### [Problem set]
1. For each statement below, say whether it agrees with the passage on Starmer and Brexit, answering yes or no and quoting the words of the passage that settle it. (a) When the Conservatives left office, inflation was back at target. (b) Germany went into recession. (c) Brussels is ready to offer concessions at no cost.
2. Go on with the passage on Starmer and Brexit, starting after its last sentence.

*** Passage provided Section Begins ***

The Conservatives understand that at a time of growing threats, Britain must make tough choices. Yet, Keir Starmer is too afraid of his own backbenchers to take control of the welfare Bill or to properly fund our Armed Forces.

It is this day-to-day survival mode that is now leading Starmer to distract everyone by attempting to blame Brexit. The problem is, when you go into a negotiation and you don’t believe in yourself or your product, you will always undervalue it.

Brussels will not offer concessions for free. A weak government, desperate for a deal, will be forced to give ground. And Keir Starmer has already shown in its handling of Chagos that he is blinkered by process instead of being driven by a desire to secure the best for Britain.

Labour, of course, is wrong to blame Brexit for its failures. When the Conservatives left office, inflation had returned to target, and the UK had been growing at the fastest rate in the G7, despite the enormous shocks of Covid and Putin’s invasion of Ukraine.

Britain was proving it could succeed outside the EU. Germany went into recession, and the EU has only become more insular, and Europe is looking to the far-Right for answers to its problems.

It was not Brexit that raised taxes, weakened the jobs market or damaged business confidence. It was Labour and the hapless combination of Starmer and Reeves. Now they want to use their failures as an excuse to unwind our independence and take us back into the EU by stealth.

*** Passage provided Section Ends ***
*** Data extract Section Begins ***

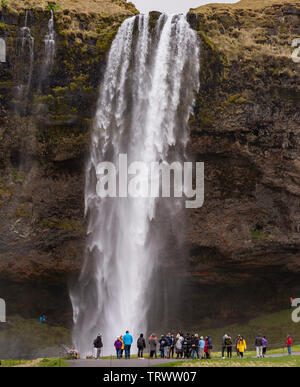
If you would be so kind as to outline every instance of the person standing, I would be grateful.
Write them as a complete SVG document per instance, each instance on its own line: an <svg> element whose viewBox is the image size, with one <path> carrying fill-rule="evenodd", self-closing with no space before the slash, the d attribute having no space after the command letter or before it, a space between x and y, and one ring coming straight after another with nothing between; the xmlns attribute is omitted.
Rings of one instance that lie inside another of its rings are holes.
<svg viewBox="0 0 300 387"><path fill-rule="evenodd" d="M122 348L122 341L120 340L120 337L117 338L114 344L117 352L117 358L121 359L121 348Z"/></svg>
<svg viewBox="0 0 300 387"><path fill-rule="evenodd" d="M187 333L183 337L183 342L182 342L182 352L183 352L184 359L189 358L189 344L190 344L190 335Z"/></svg>
<svg viewBox="0 0 300 387"><path fill-rule="evenodd" d="M287 342L286 342L286 346L287 346L287 349L288 349L288 354L291 355L292 354L292 338L290 335L287 336Z"/></svg>
<svg viewBox="0 0 300 387"><path fill-rule="evenodd" d="M171 334L171 347L170 347L170 356L169 358L172 356L172 359L174 358L174 349L175 349L175 337L174 337L174 334L172 333Z"/></svg>
<svg viewBox="0 0 300 387"><path fill-rule="evenodd" d="M197 355L197 359L199 359L199 336L196 333L192 340L192 359L194 360L195 354Z"/></svg>
<svg viewBox="0 0 300 387"><path fill-rule="evenodd" d="M172 346L172 342L173 342L171 333L168 333L168 335L167 335L167 341L168 341L168 346L167 346L167 356L166 356L166 357L167 357L168 359L170 359L171 346Z"/></svg>
<svg viewBox="0 0 300 387"><path fill-rule="evenodd" d="M138 347L138 358L143 359L143 353L144 353L144 349L146 348L146 342L144 339L144 335L142 333L138 338L137 347Z"/></svg>
<svg viewBox="0 0 300 387"><path fill-rule="evenodd" d="M256 357L262 357L262 336L258 335L255 339Z"/></svg>
<svg viewBox="0 0 300 387"><path fill-rule="evenodd" d="M120 358L123 359L123 352L124 352L124 341L123 341L123 336L120 336L120 340L122 342L122 347L121 347L121 351L120 351Z"/></svg>
<svg viewBox="0 0 300 387"><path fill-rule="evenodd" d="M225 359L225 349L226 349L225 341L227 337L228 336L226 334L222 337L222 359Z"/></svg>
<svg viewBox="0 0 300 387"><path fill-rule="evenodd" d="M209 351L208 351L207 345L208 345L208 336L206 336L205 338L204 353L205 353L206 359L209 359Z"/></svg>
<svg viewBox="0 0 300 387"><path fill-rule="evenodd" d="M161 338L159 340L159 350L160 350L160 357L161 359L164 359L165 358L165 352L166 352L166 348L167 348L167 339L165 337L165 335L161 335Z"/></svg>
<svg viewBox="0 0 300 387"><path fill-rule="evenodd" d="M235 339L235 350L236 350L237 357L240 357L240 352L238 349L238 342L239 342L240 338L241 338L241 335L237 335L237 337Z"/></svg>
<svg viewBox="0 0 300 387"><path fill-rule="evenodd" d="M212 351L213 345L212 345L212 338L210 335L207 335L207 352L208 352L208 359L211 358L211 351Z"/></svg>
<svg viewBox="0 0 300 387"><path fill-rule="evenodd" d="M184 342L183 334L178 333L176 336L176 344L175 344L177 359L181 359L183 356L183 342Z"/></svg>
<svg viewBox="0 0 300 387"><path fill-rule="evenodd" d="M126 334L123 336L123 342L125 347L125 359L130 359L130 349L133 342L133 337L126 331Z"/></svg>
<svg viewBox="0 0 300 387"><path fill-rule="evenodd" d="M97 338L94 340L94 348L95 348L95 352L96 352L95 359L96 360L100 359L102 347L103 347L102 335L101 335L101 333L98 333Z"/></svg>
<svg viewBox="0 0 300 387"><path fill-rule="evenodd" d="M153 356L156 355L156 345L157 340L155 338L155 335L152 334L149 338L149 346L150 346L150 359L153 359ZM156 357L156 356L155 356Z"/></svg>
<svg viewBox="0 0 300 387"><path fill-rule="evenodd" d="M225 347L227 349L227 357L232 358L232 338L227 336L225 339Z"/></svg>
<svg viewBox="0 0 300 387"><path fill-rule="evenodd" d="M268 346L268 340L266 339L266 336L262 338L262 343L263 343L263 357L265 357L267 353L267 346Z"/></svg>
<svg viewBox="0 0 300 387"><path fill-rule="evenodd" d="M203 339L203 336L201 336L199 340L199 355L201 359L204 359L204 347L205 347L205 341Z"/></svg>
<svg viewBox="0 0 300 387"><path fill-rule="evenodd" d="M241 358L243 358L244 357L244 352L247 349L246 340L243 338L243 336L240 336L240 338L238 340L237 349L239 351L239 355L241 356Z"/></svg>

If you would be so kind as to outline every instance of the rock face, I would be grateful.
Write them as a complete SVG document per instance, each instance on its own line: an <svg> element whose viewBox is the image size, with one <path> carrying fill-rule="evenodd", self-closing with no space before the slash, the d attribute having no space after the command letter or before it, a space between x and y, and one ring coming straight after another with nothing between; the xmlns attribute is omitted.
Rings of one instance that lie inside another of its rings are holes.
<svg viewBox="0 0 300 387"><path fill-rule="evenodd" d="M241 1L189 14L202 42L190 153L206 179L188 230L191 290L224 319L284 308L300 291L299 6Z"/></svg>
<svg viewBox="0 0 300 387"><path fill-rule="evenodd" d="M71 324L67 289L82 265L84 161L101 69L120 23L137 10L125 0L5 4L0 296L9 314L46 311ZM281 309L300 292L300 64L291 58L299 7L293 0L252 0L188 15L202 46L189 154L205 162L206 179L204 206L188 212L190 325L204 316L229 321ZM28 44L25 53L20 49L25 8L34 60L28 95L20 100L16 87L28 84L31 71ZM56 59L45 77L50 10ZM166 270L182 265L172 256Z"/></svg>

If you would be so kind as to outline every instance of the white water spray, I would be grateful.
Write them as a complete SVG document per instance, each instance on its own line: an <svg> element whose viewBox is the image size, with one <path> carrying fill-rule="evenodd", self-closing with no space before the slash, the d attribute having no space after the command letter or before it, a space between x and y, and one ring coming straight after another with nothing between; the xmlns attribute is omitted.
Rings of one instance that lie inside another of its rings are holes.
<svg viewBox="0 0 300 387"><path fill-rule="evenodd" d="M20 49L20 61L26 63L29 58L28 72L22 71L21 82L17 86L16 100L27 105L28 93L30 91L34 64L34 38L31 36L30 28L28 27L28 10L25 13L24 27L21 28L21 49Z"/></svg>
<svg viewBox="0 0 300 387"><path fill-rule="evenodd" d="M101 84L86 168L86 259L71 292L74 344L83 356L98 332L107 354L126 329L147 333L152 276L164 248L153 235L159 199L100 199L96 166L101 161L117 166L120 153L128 163L170 160L171 148L180 161L198 88L197 35L183 15L162 15L152 34L149 16L122 24ZM172 212L167 205L164 215L172 218ZM161 291L165 294L164 284Z"/></svg>
<svg viewBox="0 0 300 387"><path fill-rule="evenodd" d="M48 67L53 63L55 56L55 30L54 30L54 14L51 9L50 19L48 22L48 32L44 39L45 42L45 65Z"/></svg>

*** Data extract Section Ends ***

### [Expected results]
1.
(a) Yes: "When the Conservatives left office, inflation had returned to target"
(b) Yes: "Germany went into recession"
(c) No: "Brussels will not offer concessions for free."

2.
I can see this in higher education. Even after Labour agreed to rejoin Erasmus, despite the success of the global Turing Scheme, there are now reports that they are considering further concessions on university fees as part of their EU negotiations.

Quite rightly, after leaving the EU, European students pay international rates. Labour is now looking to reverse that despite it costing huge amounts to our universities. This would be a direct subsidy to the EU, paid for by British taxpayers.

Rather than being a philosophy for leadership, Starmerism is now synonymous with capitulation. We should be under no doubt that the Brexit reversal is happening, and it is Britain that is giving while Brussels takes.

Starmer cannot fathom a situation where Britain carves its own way in the world. He just needs to be told what to do.

His great Brexit reset isn’t just bad policy. It is a failure of belief, and it must be resisted.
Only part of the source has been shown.